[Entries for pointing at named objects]
----

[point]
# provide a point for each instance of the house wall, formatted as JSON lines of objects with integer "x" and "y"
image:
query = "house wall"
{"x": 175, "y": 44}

----

_REQUIRED WORK_. Can you write out every line of these entries again, requests included, with each x and y coordinate in the answers multiplied by 2.55 and rounded to a whole number, halves rounding up?

_EXERCISE OUTPUT_.
[point]
# provide a point for each instance of the house wall, formatted as JSON lines of objects with integer "x" and "y"
image:
query = "house wall"
{"x": 446, "y": 112}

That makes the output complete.